(Photo-based referring expression data)
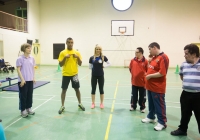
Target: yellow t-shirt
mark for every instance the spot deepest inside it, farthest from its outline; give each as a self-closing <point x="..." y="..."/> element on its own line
<point x="70" y="68"/>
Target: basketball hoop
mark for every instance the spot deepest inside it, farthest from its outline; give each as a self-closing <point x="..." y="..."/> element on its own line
<point x="122" y="33"/>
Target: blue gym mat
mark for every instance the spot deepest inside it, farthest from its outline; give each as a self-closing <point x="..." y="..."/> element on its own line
<point x="15" y="88"/>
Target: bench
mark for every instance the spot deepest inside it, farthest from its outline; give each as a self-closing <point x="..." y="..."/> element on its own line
<point x="8" y="79"/>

● **Task instructions**
Exactly reproduce each entry, but drop the pictures.

● **Response to the exercise**
Target: yellow t-shirt
mark for every instance the spot deepest inside it, farthest from its outline; give each as a self-closing <point x="..." y="..."/> element on its own line
<point x="70" y="68"/>
Target: basketball hoop
mark for every instance the spot deepest inside it, farthest from its outline; give each as a self-closing <point x="..." y="..."/> element on its own line
<point x="122" y="33"/>
Target: blue gym mat
mark for every instance the spot deepest inside it, farthest from its outline; give each as a self-closing <point x="..." y="..."/> element on its own line
<point x="15" y="88"/>
Target: bench
mark for every instance the spot deepest inside it, farthest from its outline; give each as a self-closing <point x="..." y="..."/> element on its own line
<point x="8" y="79"/>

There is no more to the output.